-- Start DOCUMENT EXCERPT --

DASENT, ARTHUR IRWIN.[[2]] Piccadilly in three centuries, with some account of Berkeley Square, and the Haymarket. il *$7 Macmillan 942.1
21–340
“Mr Dasent has examined minutely the ratebooks of St Martin’s-in-the-Fields, St James’s, Westminster, and St George’s, Hanover-square, in which he has followed every house in Piccadilly-place through all its vicissitudes of ownership. Mr Dasent begins his history, so full of noble and historic names, from a humble tailor, one Robert Baker, who in 1612 erected the first buildings upon land covered by the present site of Piccadilly.” (The Times [London] Lit Sup) “Clarendon was the real maker of Piccadilly. The great Clarendon House, which he had barely finished before he went into exile in 1667, was the first of the Piccadilly mansions. Moreover, Clarendon sold to Lord Berkeley the site of the present Devonshire House, to Sir William Pulteney the site of Bath House, and to Sir John Denham, poet and architect, the site of Burlington House and the Albany. But Clarendon had made Piccadilly a fashionable place of residence. Mr Dasent has illustrated his book with some highly interesting old prints.” (Spec)

-- End DOCUMENT EXCERPT --
-- Start EXCERPTED RECORDS --

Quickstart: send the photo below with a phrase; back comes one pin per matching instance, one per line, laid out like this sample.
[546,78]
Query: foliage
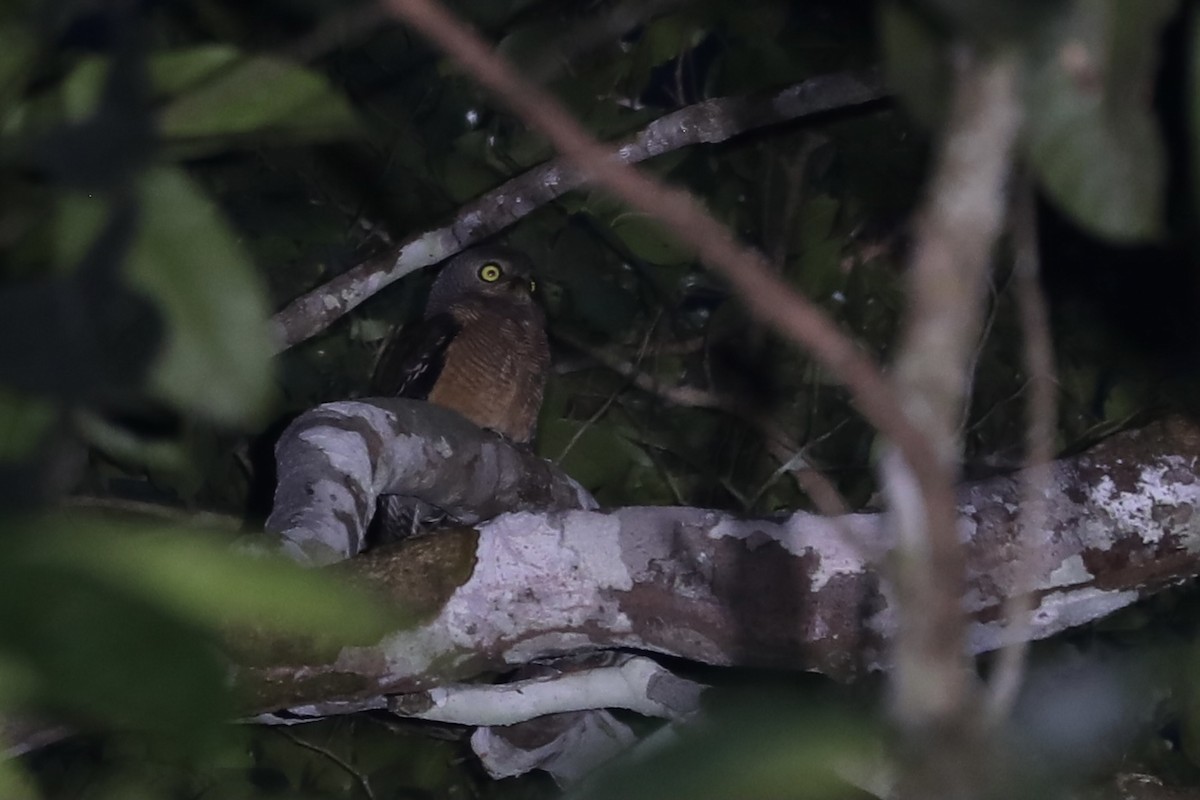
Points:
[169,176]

-- End EXCERPTED RECORDS --
-- Start EXCERPTED RECORDS --

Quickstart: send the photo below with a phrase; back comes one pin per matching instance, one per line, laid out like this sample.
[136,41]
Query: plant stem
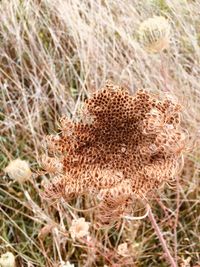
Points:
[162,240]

-- End EXCERPTED RECORDS --

GIVEN PROBLEM.
Extend the review excerpt on the history of Piccadilly, picking up after its final sentence. The entries come from a separate source.

THE REPLY.
“His style is slipshod, he has no sense of literary values, and the result is merely a collection of odds and ends about the people and places associated with Piccadilly and its surroundings. His book is, therefore, without form, but it is by no means void, since its intrinsic interest and its scenes of ancient days reproduced in its illustrations have a permanent value as records, the entire volume bringing together a large amount of information not easily accessible elsewhere.” E. F. Edgett
+ − Boston Transcript p2 D 4 ’20 1700w
Reviewed by E. L. Pearson
+ Review 3:648 D 29 ’20 100w
“A pleasant and discursive book.”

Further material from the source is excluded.